Recorded data
-- START --

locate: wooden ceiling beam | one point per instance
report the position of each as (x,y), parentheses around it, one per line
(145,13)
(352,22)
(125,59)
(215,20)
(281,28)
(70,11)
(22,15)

-- END --

**Work to be completed:** Please rewrite the data above as a two-column CSV with the headers task and value. Give one row per entry, put each field in double quotes, and replace line breaks with spaces.

**The response:**
task,value
"locate: wooden ceiling beam | one point per instance report the position of each as (x,y), parentheses around it, one per line","(145,13) (352,22) (125,59) (215,20) (281,28) (70,11) (22,15)"